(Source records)
☆ ☆ ☆
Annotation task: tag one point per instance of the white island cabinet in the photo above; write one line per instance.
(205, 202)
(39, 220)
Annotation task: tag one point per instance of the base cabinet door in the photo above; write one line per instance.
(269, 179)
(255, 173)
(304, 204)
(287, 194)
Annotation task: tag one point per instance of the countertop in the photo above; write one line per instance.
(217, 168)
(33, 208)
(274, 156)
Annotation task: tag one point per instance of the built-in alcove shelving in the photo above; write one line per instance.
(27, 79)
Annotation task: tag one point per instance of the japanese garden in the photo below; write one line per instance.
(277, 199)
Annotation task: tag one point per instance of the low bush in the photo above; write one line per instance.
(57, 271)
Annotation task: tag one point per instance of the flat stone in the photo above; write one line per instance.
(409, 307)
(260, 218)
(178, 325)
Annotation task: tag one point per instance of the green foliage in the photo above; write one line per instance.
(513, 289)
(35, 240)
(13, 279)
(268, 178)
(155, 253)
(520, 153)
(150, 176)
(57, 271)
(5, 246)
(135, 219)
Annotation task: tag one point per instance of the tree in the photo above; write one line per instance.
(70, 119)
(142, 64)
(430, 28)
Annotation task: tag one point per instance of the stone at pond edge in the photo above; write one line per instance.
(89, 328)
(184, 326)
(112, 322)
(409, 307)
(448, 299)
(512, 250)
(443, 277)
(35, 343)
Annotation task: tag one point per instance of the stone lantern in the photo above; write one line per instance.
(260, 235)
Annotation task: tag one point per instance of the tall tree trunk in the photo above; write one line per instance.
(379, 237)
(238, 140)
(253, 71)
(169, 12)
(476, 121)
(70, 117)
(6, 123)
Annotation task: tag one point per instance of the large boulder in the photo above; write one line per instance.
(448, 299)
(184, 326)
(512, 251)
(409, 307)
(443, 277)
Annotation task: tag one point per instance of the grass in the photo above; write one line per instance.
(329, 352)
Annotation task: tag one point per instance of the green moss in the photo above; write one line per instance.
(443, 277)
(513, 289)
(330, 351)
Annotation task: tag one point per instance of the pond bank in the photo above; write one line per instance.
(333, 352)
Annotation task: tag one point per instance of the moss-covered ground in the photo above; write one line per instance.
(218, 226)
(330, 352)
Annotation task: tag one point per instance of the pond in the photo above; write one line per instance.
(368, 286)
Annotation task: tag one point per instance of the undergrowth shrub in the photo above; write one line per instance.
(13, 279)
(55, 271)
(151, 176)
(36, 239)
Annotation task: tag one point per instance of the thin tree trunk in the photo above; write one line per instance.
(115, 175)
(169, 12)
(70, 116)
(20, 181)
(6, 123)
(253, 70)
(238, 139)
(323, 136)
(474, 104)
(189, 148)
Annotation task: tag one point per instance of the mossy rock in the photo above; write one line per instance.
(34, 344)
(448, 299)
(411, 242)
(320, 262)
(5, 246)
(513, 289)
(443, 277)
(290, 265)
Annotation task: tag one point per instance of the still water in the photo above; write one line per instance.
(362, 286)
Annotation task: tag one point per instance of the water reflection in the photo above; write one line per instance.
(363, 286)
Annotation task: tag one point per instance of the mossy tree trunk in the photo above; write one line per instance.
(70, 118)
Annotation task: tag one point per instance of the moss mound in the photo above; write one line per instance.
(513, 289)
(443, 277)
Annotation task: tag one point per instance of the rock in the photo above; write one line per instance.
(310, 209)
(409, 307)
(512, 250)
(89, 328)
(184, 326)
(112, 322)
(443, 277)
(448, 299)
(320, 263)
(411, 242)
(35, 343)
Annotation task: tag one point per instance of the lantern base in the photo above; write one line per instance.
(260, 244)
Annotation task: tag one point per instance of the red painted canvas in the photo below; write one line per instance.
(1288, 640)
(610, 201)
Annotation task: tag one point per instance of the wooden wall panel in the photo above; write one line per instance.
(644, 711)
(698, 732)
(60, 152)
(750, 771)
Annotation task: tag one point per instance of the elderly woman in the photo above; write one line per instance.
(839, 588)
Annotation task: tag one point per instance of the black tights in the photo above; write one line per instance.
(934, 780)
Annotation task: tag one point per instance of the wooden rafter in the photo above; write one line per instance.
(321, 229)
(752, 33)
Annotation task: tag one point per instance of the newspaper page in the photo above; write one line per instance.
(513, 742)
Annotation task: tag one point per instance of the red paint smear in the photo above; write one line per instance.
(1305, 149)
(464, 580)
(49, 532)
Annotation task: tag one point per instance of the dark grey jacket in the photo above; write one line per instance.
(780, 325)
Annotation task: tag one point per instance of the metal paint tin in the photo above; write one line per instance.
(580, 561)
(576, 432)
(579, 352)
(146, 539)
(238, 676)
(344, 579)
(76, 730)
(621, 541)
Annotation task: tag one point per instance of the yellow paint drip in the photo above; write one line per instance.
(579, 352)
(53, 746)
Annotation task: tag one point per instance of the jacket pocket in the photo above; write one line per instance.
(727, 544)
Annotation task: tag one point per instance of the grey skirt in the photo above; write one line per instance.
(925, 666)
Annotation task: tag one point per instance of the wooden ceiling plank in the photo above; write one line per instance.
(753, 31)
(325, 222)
☆ ☆ ☆
WHAT YOU WILL DO - Restate each entry exactly, skipping none.

OUTPUT FOR THIS EXERCISE -
Annotation task: tag one point per instance of the white island cabinet in the photo above; write one line per instance.
(205, 202)
(39, 220)
Annotation task: tag one point per instance of the base cabinet door in the photo above; write one line per instance.
(269, 179)
(255, 173)
(304, 204)
(287, 194)
Annotation task: tag one point per instance of the countertop in the photo above; write one line per instance.
(217, 168)
(33, 208)
(274, 156)
Annotation task: tag one point per instance of the built-in alcove shelving in the photo above; write one line per instance.
(27, 79)
Annotation task: tag one point per instance of the japanese garden in the photo below; write one line per instance.
(277, 199)
Annotation task: tag one point per instance of the low bush in the photo above; write one line per instance.
(57, 271)
Annotation task: tag one point per instance of the flat stone in the photo above; write one line per instance.
(409, 307)
(260, 218)
(178, 325)
Annotation task: tag one point per instance of the green foliage in the photo above; write one line per instance.
(513, 289)
(35, 240)
(13, 279)
(268, 178)
(155, 253)
(520, 153)
(150, 176)
(57, 271)
(5, 246)
(135, 219)
Annotation task: tag one point per instance of the tree in the photo above; write one line per instance.
(70, 119)
(142, 64)
(430, 28)
Annotation task: tag one point per instance of the stone at pond edge in the photo above; write one line per instance.
(89, 328)
(184, 326)
(112, 322)
(409, 307)
(448, 299)
(512, 250)
(443, 277)
(35, 343)
Annotation task: tag one point per instance of the stone lantern in the photo above; write one line per instance.
(260, 235)
Annotation task: tag one point per instance of the tall tree trunk in the photo above; write one line per instance.
(379, 237)
(238, 140)
(253, 71)
(169, 12)
(476, 121)
(70, 117)
(6, 123)
Annotation task: tag one point per instance of the large boulder in the photo above; write one line per instance.
(448, 299)
(184, 326)
(512, 251)
(409, 307)
(443, 277)
Annotation task: tag one point per instance of the grass in the photo above; write one line per instance.
(329, 352)
Annotation task: tag one point per instance of the green moss in the photo above; write one line per instance.
(443, 277)
(513, 289)
(330, 351)
Annotation task: tag one point per instance of the pond bank in the photo above; write one line per instance.
(333, 352)
Annotation task: tag one point per instance of the moss-covered ground in the photo above; write one line per instance.
(218, 226)
(330, 352)
Annotation task: tag one point per instance of the pond in the photo above; write one line per instance.
(368, 286)
Annotation task: tag one point per instance of the undergrowth shrub in the photo above; write one line per instance.
(13, 279)
(55, 271)
(151, 176)
(36, 239)
Annotation task: tag one point per instance of the thin tree trunk in the photo above; write one line per instance.
(115, 175)
(169, 12)
(70, 116)
(20, 181)
(6, 123)
(253, 70)
(238, 139)
(323, 136)
(474, 104)
(189, 148)
Annotation task: tag one point per instance of the mossy rock in the photo above; write one line per instance.
(34, 344)
(448, 299)
(411, 242)
(320, 262)
(5, 246)
(513, 289)
(443, 277)
(290, 265)
Annotation task: tag one point per instance of the still water in the photo above; write one line per instance.
(362, 286)
Annotation task: tag one point per instance of the water reflection in the photo above; write one line per instance.
(363, 286)
Annotation task: tag one point per instance of the mossy tree trunk in the photo above; write one line per instance.
(70, 118)
Annotation task: tag one point per instance of the moss mound in the photo above; write one line per instance.
(513, 289)
(443, 277)
Annotation task: tag one point per instance of the rock in the photo above; write one line per instance.
(310, 209)
(409, 307)
(512, 250)
(89, 328)
(184, 326)
(112, 322)
(443, 277)
(448, 299)
(320, 263)
(411, 242)
(35, 343)
Annotation task: tag one point per instance of the lantern base in the photo above; write one line per instance.
(260, 244)
Annotation task: tag one point per instance of the red painted canvas in the photo below; write one line per instance.
(1288, 640)
(610, 201)
Annotation task: tag one point per instance of the wooden wall panel in the photo above; write one line per instance.
(644, 711)
(698, 732)
(60, 152)
(750, 771)
Annotation task: tag one point per instance of the elderly woman in the photo above; write one line per instance.
(839, 588)
Annotation task: tag one point per instance of the black tights in the photo above; write one line per instance.
(934, 780)
Annotation task: tag one point per instance of the wooden rafter in the photo above; write one line per instance.
(321, 229)
(752, 33)
Annotation task: tag one point per instance of the newspaper page in the photo above; write one line per instance.
(513, 742)
Annotation task: tag one point per instance of the red paint smear in the photo above; write one line per instance.
(1305, 149)
(464, 580)
(49, 532)
Annotation task: tag one point per instance of the dark grey jacket in the photo above; write one line per instance.
(780, 325)
Annotation task: tag one point per instance of the metal paint tin in the photo above; write one line per instance.
(580, 561)
(576, 432)
(579, 352)
(146, 539)
(238, 676)
(344, 579)
(76, 730)
(621, 541)
Annotation task: tag one point per instance of the yellow paint drip in the photo above; write one line per instance.
(579, 352)
(53, 746)
Annotation task: tag one point per instance of the jacket pocket in the photo above; write one line per instance.
(727, 544)
Annotation task: tag one point per instance of the grey skirt in the photo above; write one line per instance.
(925, 666)
Annotation task: tag one point per instance of the wooden ceiling plank in the photo above; write one line per instance.
(753, 31)
(325, 222)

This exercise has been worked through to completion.